*STORED DATA*.
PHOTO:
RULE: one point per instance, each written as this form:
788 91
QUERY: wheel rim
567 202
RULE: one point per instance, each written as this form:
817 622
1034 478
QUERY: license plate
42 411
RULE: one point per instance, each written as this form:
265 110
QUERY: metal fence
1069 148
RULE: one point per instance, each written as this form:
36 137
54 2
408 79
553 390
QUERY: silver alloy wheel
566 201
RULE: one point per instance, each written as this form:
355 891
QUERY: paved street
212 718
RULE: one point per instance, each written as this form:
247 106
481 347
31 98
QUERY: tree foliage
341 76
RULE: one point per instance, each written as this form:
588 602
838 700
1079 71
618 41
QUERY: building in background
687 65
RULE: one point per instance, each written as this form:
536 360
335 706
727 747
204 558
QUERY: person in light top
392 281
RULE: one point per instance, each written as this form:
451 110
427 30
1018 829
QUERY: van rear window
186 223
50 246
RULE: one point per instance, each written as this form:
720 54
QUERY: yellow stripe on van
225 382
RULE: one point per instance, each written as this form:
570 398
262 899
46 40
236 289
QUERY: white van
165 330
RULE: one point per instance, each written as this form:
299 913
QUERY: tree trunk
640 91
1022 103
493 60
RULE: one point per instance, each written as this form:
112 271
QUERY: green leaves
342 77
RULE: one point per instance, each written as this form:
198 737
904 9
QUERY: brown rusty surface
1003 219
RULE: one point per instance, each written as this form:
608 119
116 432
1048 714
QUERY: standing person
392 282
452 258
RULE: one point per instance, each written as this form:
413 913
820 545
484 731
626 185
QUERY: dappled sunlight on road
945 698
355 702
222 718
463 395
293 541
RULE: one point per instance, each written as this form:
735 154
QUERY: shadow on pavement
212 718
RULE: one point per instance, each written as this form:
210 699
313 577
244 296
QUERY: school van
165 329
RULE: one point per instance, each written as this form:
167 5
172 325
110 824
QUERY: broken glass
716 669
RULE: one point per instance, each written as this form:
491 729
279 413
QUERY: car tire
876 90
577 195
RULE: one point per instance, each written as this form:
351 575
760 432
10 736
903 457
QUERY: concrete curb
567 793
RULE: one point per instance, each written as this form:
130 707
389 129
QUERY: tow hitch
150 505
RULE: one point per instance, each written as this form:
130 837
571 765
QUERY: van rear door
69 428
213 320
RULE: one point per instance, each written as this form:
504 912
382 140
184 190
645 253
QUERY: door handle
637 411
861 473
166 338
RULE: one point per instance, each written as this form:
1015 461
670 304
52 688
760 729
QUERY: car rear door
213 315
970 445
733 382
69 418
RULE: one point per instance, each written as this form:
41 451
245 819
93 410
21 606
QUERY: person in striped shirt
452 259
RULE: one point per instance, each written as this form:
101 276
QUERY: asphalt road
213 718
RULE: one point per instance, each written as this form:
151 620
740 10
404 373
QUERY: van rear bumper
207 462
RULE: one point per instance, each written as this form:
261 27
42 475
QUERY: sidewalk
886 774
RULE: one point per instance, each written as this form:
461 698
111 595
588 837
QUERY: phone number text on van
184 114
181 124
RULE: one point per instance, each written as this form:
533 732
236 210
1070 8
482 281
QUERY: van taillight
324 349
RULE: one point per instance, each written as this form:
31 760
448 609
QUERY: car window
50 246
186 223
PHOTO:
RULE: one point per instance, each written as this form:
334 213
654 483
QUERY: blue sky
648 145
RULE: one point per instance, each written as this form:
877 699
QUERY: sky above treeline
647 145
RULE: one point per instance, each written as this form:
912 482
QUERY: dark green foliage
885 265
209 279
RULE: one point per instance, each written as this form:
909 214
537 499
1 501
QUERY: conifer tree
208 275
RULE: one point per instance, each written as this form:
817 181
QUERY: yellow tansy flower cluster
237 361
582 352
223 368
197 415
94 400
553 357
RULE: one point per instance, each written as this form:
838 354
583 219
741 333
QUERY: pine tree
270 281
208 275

*THE EXERCISE*. Your task is to output the full set of records exactly as presented.

*PROBLEM SOLUTION*.
PHOTO:
RULE: one point per instance, each written as this form:
788 91
QUERY: wheel rim
567 202
RULE: one point per instance, each written as this form:
817 622
1034 478
QUERY: license plate
42 411
RULE: one point per instance, each written as this form:
265 110
QUERY: metal fence
1069 148
RULE: one point per instance, each written as this form:
36 137
54 2
408 79
553 390
QUERY: silver alloy wheel
566 201
RULE: one point per instance, each written as this form:
355 891
QUERY: paved street
212 718
RULE: one point per instance, each written as this form:
247 106
481 347
31 98
QUERY: tree foliage
341 76
RULE: one point per instance, each written as this form:
588 602
838 700
1079 71
618 41
QUERY: building in background
687 65
RULE: one point per instance, each written as this form:
536 360
335 706
727 747
204 558
QUERY: person in light top
392 281
RULE: one point per instance, each written as this form:
451 110
427 30
1018 829
QUERY: van rear window
186 223
50 246
RULE: one point per instance, each written as this form:
720 54
QUERY: yellow stripe on van
225 382
RULE: one point per instance, each written as this form:
570 398
262 899
46 40
236 289
QUERY: white van
165 330
RULE: one point per instance, each written as this form:
299 913
QUERY: tree trunk
640 91
1022 103
493 60
RULE: one point per instance, each written as this form:
112 271
QUERY: green leaves
342 77
RULE: one point per instance, each written as this form:
198 737
904 9
QUERY: brown rusty surface
1003 219
RULE: one point per instance, each written as this form:
608 119
116 432
1048 714
QUERY: standing person
392 282
452 258
RULE: one point per instance, each written as this form:
413 913
820 545
484 731
626 185
QUERY: dappled sunlight on road
945 698
355 702
222 718
463 395
293 541
RULE: one point per instance, each written as this form:
735 154
QUERY: shadow on pavement
212 718
RULE: one point per instance, each written as this form:
210 699
313 577
244 296
QUERY: school van
165 329
RULE: one point per instance, each written as this form:
167 5
172 325
110 824
QUERY: broken glass
716 669
RULE: one point per instance, each written as this form:
491 729
279 413
QUERY: car tire
876 90
577 195
RULE: one point per instance, each written as this form:
351 575
760 432
10 736
903 457
QUERY: concrete curb
567 793
RULE: one point per instance, each written as this form:
130 707
389 129
QUERY: tow hitch
150 505
RULE: one point per instance, each written as this form:
130 837
571 765
QUERY: van rear door
69 428
213 320
RULE: one point per instance, each written as this form:
504 912
382 140
184 190
645 253
QUERY: door handle
637 411
861 473
166 338
RULE: one point per instance, each written as this form:
1015 461
670 304
52 688
760 729
QUERY: car rear door
213 315
970 445
733 382
69 418
RULE: one point per instance, each written as this form:
41 451
245 819
93 410
21 606
QUERY: person in striped shirt
452 259
RULE: one point per instance, each written as this form:
101 276
QUERY: asphalt road
213 718
RULE: one point per instance, each written as this form:
151 620
740 10
404 373
QUERY: van rear bumper
207 462
RULE: one point per instance, each written as this form:
261 27
42 475
QUERY: sidewalk
886 774
RULE: one point per instance, each written as this form:
461 698
111 595
588 837
QUERY: phone number text on van
184 114
181 124
RULE: one point per instance, each written as this form:
533 732
236 210
1070 8
482 281
QUERY: van taillight
324 349
RULE: one point per instance, each written as this form:
31 760
448 609
QUERY: car window
50 246
186 223
PHOTO:
RULE: one point per instance, each written as this form:
334 213
654 483
QUERY: blue sky
648 145
RULE: one point per instance, each written as this form:
877 699
QUERY: sky above treeline
647 145
RULE: one point per instance, each written as this form:
912 482
QUERY: dark green foliage
885 265
209 279
RULE: one point per instance, each written as this form:
909 214
537 499
1 501
QUERY: conifer tree
208 275
RULE: one point per instance, each written as this form:
817 181
QUERY: yellow tansy flower cluster
237 361
582 352
223 368
197 415
94 400
553 357
RULE: one point per instance, each written as this form:
838 354
583 219
741 333
QUERY: pine tree
270 281
208 275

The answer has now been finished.